Your instructions:
Copy out every line of the items, unchanged, from the start through the line containing "pixel 684 6", inclusive. Omit the pictures from your answer.

[Data drawn from a collection]
———

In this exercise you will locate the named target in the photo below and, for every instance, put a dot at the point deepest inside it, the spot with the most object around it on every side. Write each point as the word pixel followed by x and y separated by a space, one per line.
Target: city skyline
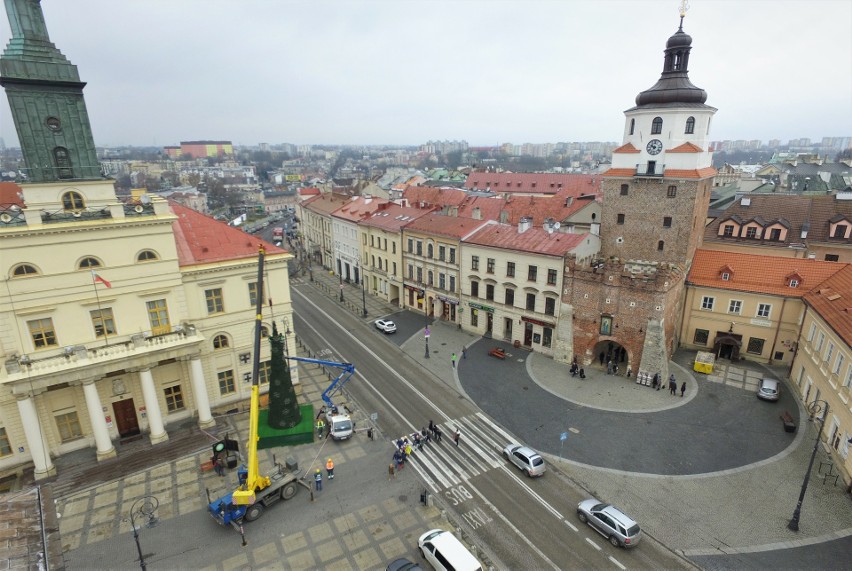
pixel 377 73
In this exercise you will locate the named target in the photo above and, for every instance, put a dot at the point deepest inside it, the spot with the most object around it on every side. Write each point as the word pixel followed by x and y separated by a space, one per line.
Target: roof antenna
pixel 684 6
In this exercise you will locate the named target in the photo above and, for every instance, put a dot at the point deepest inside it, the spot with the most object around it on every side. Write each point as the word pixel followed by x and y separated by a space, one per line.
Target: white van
pixel 446 553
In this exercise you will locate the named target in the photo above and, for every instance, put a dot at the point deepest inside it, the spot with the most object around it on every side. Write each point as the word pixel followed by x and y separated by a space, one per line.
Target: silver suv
pixel 610 522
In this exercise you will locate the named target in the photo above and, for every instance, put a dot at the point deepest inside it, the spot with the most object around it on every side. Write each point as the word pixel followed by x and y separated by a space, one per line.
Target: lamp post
pixel 363 292
pixel 144 506
pixel 814 408
pixel 426 323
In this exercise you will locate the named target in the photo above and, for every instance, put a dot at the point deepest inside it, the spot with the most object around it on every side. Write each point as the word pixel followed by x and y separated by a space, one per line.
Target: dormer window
pixel 88 262
pixel 24 270
pixel 73 201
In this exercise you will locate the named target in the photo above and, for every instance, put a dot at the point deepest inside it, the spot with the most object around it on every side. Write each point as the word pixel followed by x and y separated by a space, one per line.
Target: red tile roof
pixel 686 148
pixel 533 183
pixel 393 217
pixel 325 204
pixel 448 226
pixel 832 300
pixel 758 274
pixel 533 240
pixel 203 240
pixel 359 207
pixel 627 148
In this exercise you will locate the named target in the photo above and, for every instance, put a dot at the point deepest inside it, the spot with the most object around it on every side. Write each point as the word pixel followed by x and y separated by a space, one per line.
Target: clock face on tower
pixel 654 147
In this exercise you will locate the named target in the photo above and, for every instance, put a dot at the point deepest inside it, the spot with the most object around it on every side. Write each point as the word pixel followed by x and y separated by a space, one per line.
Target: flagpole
pixel 100 311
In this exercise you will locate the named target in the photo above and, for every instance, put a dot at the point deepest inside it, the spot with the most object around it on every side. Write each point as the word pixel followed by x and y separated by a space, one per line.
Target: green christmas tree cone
pixel 284 409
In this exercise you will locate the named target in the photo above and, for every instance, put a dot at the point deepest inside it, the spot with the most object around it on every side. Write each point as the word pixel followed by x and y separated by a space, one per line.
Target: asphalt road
pixel 520 524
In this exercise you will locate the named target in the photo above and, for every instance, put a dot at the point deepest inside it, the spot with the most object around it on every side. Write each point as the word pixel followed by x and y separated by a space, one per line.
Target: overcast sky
pixel 404 72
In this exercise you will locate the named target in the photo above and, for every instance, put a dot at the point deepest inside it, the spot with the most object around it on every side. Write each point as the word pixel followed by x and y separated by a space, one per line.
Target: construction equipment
pixel 340 425
pixel 255 491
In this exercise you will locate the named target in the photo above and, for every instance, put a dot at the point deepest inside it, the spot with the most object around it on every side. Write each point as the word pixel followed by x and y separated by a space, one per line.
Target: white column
pixel 199 389
pixel 96 417
pixel 44 467
pixel 152 408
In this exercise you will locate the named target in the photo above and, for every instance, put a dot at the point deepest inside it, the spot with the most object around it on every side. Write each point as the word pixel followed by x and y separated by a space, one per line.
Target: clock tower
pixel 625 304
pixel 46 98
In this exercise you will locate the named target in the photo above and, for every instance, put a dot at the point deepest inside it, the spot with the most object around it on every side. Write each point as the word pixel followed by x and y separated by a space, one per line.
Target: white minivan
pixel 446 553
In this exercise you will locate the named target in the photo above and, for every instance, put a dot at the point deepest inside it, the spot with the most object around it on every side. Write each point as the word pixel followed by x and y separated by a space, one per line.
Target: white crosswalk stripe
pixel 444 465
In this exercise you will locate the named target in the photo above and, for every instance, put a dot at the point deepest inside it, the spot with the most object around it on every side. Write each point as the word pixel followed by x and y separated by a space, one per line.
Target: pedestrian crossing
pixel 443 465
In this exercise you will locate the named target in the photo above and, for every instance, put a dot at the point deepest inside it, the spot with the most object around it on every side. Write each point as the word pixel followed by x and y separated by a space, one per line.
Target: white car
pixel 525 458
pixel 386 325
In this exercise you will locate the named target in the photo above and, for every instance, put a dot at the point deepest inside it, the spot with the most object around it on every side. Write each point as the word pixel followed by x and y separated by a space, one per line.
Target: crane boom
pixel 245 494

———

Task response:
In this exercise you will locate the named target in the photo below and, for every instance, put a dot at the point deepest inside it, the spot with the most object around it on every side. Write each point as the word pixel followed by x and y separated by a space, one per line.
Target: city skyline
pixel 377 73
In this exercise you will locate the named target in the photo above and, for every instance, put a dot at the point deepest inside it, the spot with the most object around it on every side. Write each point as the word pixel followed by x and y separated by a space, one per line.
Target: roof antenna
pixel 684 6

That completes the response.